** START Source text **

The geographical distribution of the 2-m temperature bias calculated from the daily mean values between the model and observations is illustrated in Fig. 7. The average statistics of the ERA-40 and WRF 10-km simulation show no significant difference. Both the reanalysis and the WRF model predict a cold bias of 0.7–0.8°C over the country. The WRF run is reducing the warm bias in the northern Norway as well as on the south coast. The mean of the ENSEMBLES models is performing slightly worse—the mean bias (−1.4°C) and the mean absolute error (2.7°C) are half-a-degree larger than that of the ERA-40 or WRF 10-km simulation. The mean correlation coefficients calculated from the daily mean values are very good in all cases (0.95–0.97), partly due to the reproduction of the seasonal cycle. The ERA-40 temperature bias has a strong east-west gradient, the temperatures being too cold (ca. −1°C) on the west coast and too warm (ca. 1°C) in the eastern part. This gradient is inherited by the ENSEMBLES models and their mean, but reduced in the WRF 10 km simulation. We argue that this could be caused by the large outer domain used, giving the WRF model more freedom to deviate from the driving data.
Fig. 7

The 30-year mean 2-m temperature bias, ERA-40 reanalysis, simulated with the WRF model (10 km) and the 12 model mean of the ENSEMBLES project

3.4.2 Histogram of the daily mean temperature

The upper part of Fig. 8 shows the histogram of the daily mean temperature values of the observations, ERA-40 reanalysis, 30- and 10-km WRF simulations, the individual ENSEMBLES models and the ENSEMBLES mean for the four seasons. The histograms of all ENSEMBLES models, and consequently the ENSEMBLES mean, are shifted towards cold temperatures during all seasons compared with the observations. The ERA-40 and the WRF simulations perform well during the summer but share the cold bias during other seasons. The coldest observed temperatures (between −30 and −50°C) during the DJF and partly MAM seasons are missing in all model data. These cold extremes occur on clear sky winter days with strong inversions which are not well simulated by models. This is a general problem in numerical weather prediction (e.g. Mölders and Kramm 2010; Tjernström et al. 2004). This causes the cold temperatures of the histogram to be shifted towards milder temperatures (0 to −20°C). The upper end of the histogram is close to the observed.

** END Source text **

Problems and tasks -
[1] In the passage on model temperature biases, what cold bias do both the ERA-40 reanalysis and the WRF model predict over the country?
[2] Write the next part of the passage on model temperature biases, starting after its final sentence.

** START Dataset rows **

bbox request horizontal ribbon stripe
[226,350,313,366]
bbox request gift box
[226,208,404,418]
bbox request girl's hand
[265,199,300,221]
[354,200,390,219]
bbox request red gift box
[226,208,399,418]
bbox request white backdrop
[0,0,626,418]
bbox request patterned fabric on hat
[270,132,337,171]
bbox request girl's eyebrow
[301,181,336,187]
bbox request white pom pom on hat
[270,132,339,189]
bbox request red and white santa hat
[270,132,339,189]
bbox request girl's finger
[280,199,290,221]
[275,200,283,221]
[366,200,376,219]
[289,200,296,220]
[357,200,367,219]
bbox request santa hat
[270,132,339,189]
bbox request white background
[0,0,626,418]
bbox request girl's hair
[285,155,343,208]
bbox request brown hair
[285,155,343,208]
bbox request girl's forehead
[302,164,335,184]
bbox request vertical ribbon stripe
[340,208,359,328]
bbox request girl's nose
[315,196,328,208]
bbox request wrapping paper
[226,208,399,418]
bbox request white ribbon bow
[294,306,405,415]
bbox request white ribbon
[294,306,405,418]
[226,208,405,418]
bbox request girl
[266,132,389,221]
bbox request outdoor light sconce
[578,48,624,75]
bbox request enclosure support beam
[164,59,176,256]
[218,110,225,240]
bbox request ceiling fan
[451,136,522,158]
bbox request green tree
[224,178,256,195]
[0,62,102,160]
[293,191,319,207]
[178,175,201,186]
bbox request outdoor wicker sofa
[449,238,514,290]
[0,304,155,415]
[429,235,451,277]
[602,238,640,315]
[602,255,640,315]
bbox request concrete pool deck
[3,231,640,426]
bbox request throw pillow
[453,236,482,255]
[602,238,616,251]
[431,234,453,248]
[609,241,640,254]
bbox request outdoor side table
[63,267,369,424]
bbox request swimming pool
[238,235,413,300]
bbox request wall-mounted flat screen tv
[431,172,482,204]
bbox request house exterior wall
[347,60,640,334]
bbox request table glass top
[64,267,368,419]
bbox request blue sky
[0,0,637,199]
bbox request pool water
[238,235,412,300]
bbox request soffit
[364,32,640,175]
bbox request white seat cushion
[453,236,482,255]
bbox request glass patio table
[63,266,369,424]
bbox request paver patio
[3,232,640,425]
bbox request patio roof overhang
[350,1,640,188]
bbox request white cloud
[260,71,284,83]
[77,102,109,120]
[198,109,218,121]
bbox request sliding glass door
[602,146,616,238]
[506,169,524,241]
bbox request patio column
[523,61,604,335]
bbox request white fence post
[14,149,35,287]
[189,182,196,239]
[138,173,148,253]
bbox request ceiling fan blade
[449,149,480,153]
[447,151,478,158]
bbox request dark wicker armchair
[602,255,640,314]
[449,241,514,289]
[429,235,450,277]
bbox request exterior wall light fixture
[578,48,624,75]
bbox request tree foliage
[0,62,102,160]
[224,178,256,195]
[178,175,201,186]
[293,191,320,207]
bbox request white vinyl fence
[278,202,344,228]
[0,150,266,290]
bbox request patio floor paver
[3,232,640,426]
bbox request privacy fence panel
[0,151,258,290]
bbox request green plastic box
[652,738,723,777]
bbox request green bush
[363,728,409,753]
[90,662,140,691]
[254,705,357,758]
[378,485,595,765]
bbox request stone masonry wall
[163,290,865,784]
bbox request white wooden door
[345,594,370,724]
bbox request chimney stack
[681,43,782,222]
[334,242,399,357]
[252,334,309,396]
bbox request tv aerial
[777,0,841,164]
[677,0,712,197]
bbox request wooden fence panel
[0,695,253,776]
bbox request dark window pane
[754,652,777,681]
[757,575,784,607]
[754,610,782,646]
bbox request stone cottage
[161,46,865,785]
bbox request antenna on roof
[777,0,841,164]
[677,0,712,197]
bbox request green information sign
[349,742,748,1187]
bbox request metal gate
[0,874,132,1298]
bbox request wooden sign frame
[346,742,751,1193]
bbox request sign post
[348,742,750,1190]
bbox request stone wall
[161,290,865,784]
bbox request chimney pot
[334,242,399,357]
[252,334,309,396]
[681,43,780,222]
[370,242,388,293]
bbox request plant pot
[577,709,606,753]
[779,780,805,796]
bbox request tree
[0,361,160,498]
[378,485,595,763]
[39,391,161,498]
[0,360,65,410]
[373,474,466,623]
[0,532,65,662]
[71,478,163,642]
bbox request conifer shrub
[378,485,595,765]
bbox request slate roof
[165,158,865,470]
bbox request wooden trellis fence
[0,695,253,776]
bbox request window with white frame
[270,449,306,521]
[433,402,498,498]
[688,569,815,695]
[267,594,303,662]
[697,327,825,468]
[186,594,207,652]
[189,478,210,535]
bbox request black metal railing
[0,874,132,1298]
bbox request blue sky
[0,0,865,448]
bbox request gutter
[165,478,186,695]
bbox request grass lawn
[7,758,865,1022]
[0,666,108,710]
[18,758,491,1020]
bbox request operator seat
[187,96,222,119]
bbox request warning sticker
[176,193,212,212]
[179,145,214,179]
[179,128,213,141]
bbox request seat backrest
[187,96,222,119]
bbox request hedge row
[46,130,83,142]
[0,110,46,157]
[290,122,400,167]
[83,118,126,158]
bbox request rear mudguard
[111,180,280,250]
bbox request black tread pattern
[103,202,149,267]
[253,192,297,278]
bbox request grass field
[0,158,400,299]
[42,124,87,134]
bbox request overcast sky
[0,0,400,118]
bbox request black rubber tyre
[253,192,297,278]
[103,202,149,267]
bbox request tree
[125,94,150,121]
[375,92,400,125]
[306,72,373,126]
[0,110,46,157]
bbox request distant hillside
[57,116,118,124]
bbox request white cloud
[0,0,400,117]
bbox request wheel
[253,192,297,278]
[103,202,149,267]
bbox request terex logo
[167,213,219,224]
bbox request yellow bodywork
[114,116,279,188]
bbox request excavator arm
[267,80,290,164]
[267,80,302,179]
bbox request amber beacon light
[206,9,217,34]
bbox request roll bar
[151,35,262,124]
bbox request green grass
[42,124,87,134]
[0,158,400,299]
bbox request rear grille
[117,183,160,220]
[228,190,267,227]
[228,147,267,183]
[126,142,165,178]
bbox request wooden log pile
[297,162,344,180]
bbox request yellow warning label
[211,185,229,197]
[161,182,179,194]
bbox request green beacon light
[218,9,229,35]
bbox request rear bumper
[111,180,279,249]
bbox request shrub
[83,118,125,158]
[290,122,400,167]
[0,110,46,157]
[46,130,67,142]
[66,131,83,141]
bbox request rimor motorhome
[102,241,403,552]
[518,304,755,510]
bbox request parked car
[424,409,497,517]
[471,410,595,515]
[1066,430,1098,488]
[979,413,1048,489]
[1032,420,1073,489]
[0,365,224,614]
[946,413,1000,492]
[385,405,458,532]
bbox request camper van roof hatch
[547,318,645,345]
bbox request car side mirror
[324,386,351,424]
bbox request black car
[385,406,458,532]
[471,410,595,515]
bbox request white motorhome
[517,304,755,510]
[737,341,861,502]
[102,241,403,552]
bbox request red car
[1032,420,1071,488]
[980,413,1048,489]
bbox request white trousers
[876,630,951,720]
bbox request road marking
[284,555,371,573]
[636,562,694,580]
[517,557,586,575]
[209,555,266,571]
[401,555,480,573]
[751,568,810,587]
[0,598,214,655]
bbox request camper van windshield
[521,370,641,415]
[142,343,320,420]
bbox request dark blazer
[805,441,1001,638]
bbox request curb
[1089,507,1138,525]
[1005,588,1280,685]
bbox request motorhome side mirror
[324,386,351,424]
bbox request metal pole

** END Dataset rows **

Answers -
[1] A cold bias of 0.7–0.8°C.

[2]
Fig. 8

Histogram and quantiles (from 0.05 to 1 in steps of 0.05) of the daily mean 2-m temperature (°C) as simulated with the WRF model (30 and 10 km resolutions), the original ERA-40 reanalysis, as observed and as simulated with the models included in the ENSEMBLES project

The same is shown by the modelled quantiles in the lower part of Fig. 8, plotted against the observed quantiles. Both WRF simulations reproduce well the higher quantiles but overestimate the lower quantiles during the DJF season. The results of the 10-km nest are slightly improving the 30-km results of the WRF model. There is a large spread between the individual ENSEMBLES models in the lower end of the quantiles but the ENSEMBLES mean is performing quite well. In the upper end of the quantiles all ENSEMBLES models underestimate the observed temperatures leading to a larger general cold bias than the bias of the WRF simulations.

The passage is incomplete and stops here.